(Detection data)
## start
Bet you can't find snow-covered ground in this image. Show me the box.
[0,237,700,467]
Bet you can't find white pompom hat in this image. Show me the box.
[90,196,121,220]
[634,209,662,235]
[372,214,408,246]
## end
- Task prompt:
Reproduce the data from the line with "Bet you can't find white" through the end, swapping "pompom" for "bobble" and keeping everything else the same.

- Written solution:
Bet you can't find white bobble hat in this image. Show me the box.
[90,196,121,220]
[634,209,662,235]
[372,214,408,246]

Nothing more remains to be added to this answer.